**STUDY TEXT**:
Docs

Topic 7: Evaluation & Metrics (Poles, Coverage, Stability)

How to measure pole learning quality, stability, and coverage; and how to log/visualize results.

What to Measure

  • Pole Localization Error (PLE): Distance between predicted and true poles.
  • Sign Consistency: Correctness of ±∞ transitions around poles.
  • Asymptotic Behavior: Fit of log|y| vs −log|Q| near poles.
  • Residual Consistency: R(x)=Q(x)·y(x)−P(x) near poles should be small.
  • Coverage Breakdown: REAL ratios near/mid/far from poles; tag distribution.

Pole Metrics API

  • High‑level evaluator and metrics container: zeroproof/utils/pole_metrics.py:1.
  • Use when you have true poles (synthetic/analytic) or to compare predicted pole sets.

Example (sketch)

from zeroproof.utils.pole_metrics import PoleEvaluator

true_poles = [0.0, 1.5]
peval = PoleEvaluator(true_poles=true_poles)
metrics = peval.evaluate(x_values, y_values, Q_values, P_values=None,
                         predicted_poles=maybe_predicted)
print(metrics.ple, metrics.sign_consistency)

**EXCERPTED DATA**:
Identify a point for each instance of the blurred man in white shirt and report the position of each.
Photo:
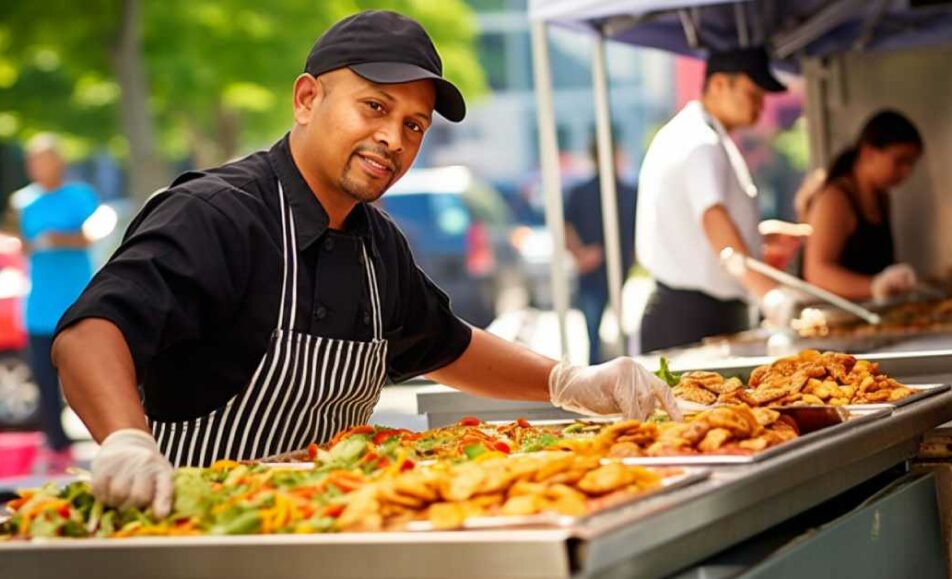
(697, 198)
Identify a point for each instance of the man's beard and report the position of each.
(370, 192)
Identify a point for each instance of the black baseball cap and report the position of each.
(387, 48)
(752, 61)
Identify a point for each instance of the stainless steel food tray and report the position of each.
(729, 459)
(925, 391)
(688, 476)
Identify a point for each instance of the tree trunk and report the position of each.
(147, 172)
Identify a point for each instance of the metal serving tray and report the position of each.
(687, 476)
(728, 459)
(925, 390)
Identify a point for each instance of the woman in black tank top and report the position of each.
(851, 251)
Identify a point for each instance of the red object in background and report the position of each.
(480, 260)
(18, 450)
(13, 271)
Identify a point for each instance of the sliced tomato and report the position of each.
(333, 510)
(385, 435)
(359, 429)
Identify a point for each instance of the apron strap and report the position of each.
(374, 291)
(287, 313)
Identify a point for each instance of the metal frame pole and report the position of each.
(607, 181)
(551, 179)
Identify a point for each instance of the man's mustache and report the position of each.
(382, 153)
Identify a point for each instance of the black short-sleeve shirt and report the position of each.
(195, 286)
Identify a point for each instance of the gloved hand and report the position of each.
(621, 385)
(779, 306)
(895, 279)
(129, 471)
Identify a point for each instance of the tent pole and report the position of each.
(607, 180)
(551, 179)
(740, 17)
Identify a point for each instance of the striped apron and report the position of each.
(305, 388)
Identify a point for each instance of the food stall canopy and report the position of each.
(791, 29)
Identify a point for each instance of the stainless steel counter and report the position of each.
(442, 405)
(648, 539)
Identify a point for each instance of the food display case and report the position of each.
(648, 538)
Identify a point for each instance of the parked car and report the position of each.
(19, 394)
(461, 234)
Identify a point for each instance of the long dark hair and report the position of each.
(885, 128)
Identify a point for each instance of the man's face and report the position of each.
(743, 100)
(365, 135)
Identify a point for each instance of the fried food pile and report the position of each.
(810, 377)
(736, 429)
(368, 478)
(446, 495)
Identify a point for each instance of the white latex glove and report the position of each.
(895, 279)
(620, 386)
(129, 471)
(779, 306)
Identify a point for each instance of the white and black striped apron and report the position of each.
(305, 388)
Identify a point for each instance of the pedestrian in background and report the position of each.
(585, 238)
(49, 214)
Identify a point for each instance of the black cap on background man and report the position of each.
(385, 47)
(752, 61)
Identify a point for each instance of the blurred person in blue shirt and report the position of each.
(50, 213)
(585, 239)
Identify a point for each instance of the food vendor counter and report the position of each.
(655, 537)
(441, 405)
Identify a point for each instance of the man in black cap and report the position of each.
(259, 306)
(696, 197)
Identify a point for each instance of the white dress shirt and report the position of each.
(692, 165)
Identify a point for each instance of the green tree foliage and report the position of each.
(217, 73)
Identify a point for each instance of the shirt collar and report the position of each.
(310, 217)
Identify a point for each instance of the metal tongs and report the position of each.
(738, 263)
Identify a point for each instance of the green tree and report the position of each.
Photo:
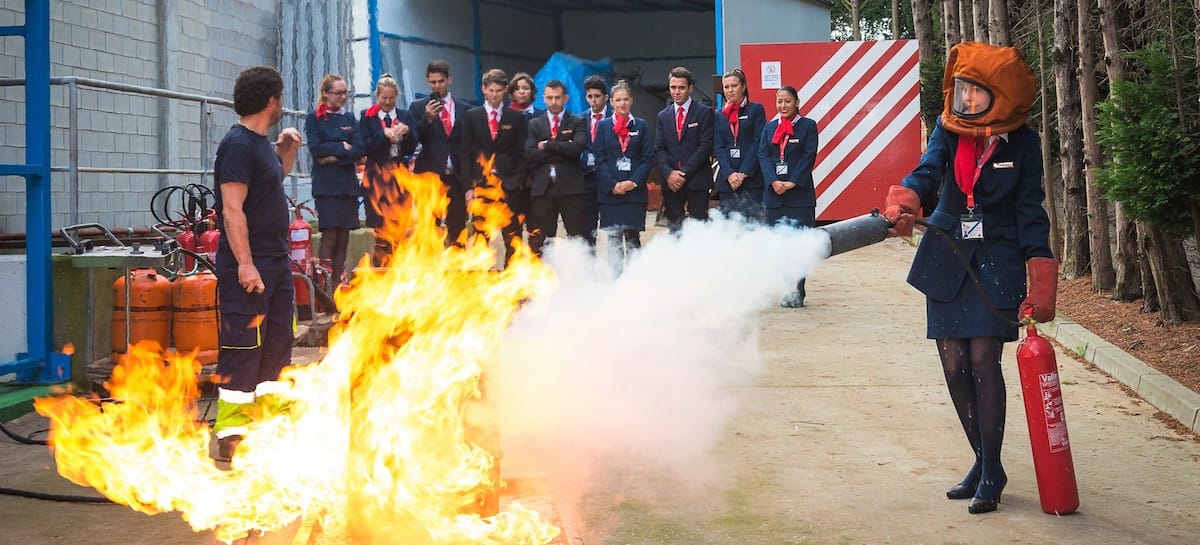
(1155, 155)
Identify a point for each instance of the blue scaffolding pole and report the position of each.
(41, 364)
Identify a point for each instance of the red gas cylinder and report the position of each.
(186, 240)
(1048, 424)
(149, 309)
(195, 316)
(209, 240)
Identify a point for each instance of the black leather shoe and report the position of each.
(966, 489)
(978, 505)
(226, 447)
(793, 300)
(987, 498)
(963, 490)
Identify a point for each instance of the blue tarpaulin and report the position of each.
(571, 71)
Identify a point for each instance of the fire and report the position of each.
(387, 439)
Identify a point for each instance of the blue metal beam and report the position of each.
(373, 46)
(39, 305)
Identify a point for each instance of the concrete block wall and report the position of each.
(121, 41)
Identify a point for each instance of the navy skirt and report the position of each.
(337, 211)
(627, 215)
(967, 316)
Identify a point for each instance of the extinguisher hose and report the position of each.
(966, 265)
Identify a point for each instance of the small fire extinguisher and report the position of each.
(1048, 424)
(300, 241)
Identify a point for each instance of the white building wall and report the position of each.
(119, 41)
(771, 21)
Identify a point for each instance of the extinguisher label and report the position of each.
(1051, 403)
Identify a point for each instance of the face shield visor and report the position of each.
(971, 100)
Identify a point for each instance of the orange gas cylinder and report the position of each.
(195, 319)
(149, 309)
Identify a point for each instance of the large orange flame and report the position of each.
(375, 442)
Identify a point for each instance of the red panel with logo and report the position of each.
(865, 100)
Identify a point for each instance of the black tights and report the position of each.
(334, 243)
(977, 388)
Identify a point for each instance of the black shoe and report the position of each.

**LIST OF TASKS**:
[1] Shorten the list under "What to Measure" in the evaluation metrics page so that each metric gets one brief line stating what it checks.
[2] Extend the evaluation metrics page beyond its final line of code.

**ANSWER SET**:
[1]
- Pole Localization Error (PLE): distance from predicted to true poles.
- Sign Consistency: correct ±∞ transitions around poles.
- Asymptotic Behavior: how well log|y| fits −log|Q| near poles.
- Residual Consistency: R(x)=Q(x)·y(x)−P(x) should stay small near poles.
- Coverage Breakdown: REAL ratios near, mid and far from poles, plus the tag distribution.

[2]
Integrated Evaluation

  • One‑stop evaluation with plotting and JSON logging: zeroproof/utils/evaluation_api.py:1 (IntegratedEvaluator).
  • Configurable thresholds (near/mid distances), which metrics to compute, and visualization cadence.

Usage

from zeroproof.utils.evaluation_api import IntegratedEvaluator, EvaluationConfig

config = EvaluationConfig(enable_visualization=True, plot_frequency=5)
evaluator = IntegratedEvaluator(config=config, true_poles=[0.0])
metrics = evaluator.evaluate_model(model, x_values)

Outputs

  • Metrics dataclass with PLE, sign consistency, asymptotic slope error/correlation, residual stats, coverage breakdown.
  • Optional plots (saved to plot_dir), periodic by plot_frequency.
  • Log file evaluation_log.json with timestamped entries.

Robotics IK (2D) Metrics & Buckets

For the RR‑arm (θ2 singularities at {0, π}), use the 2D helpers and bucketed MSE by |det(J)|≈|sin θ2| to quantify near‑pole behavior.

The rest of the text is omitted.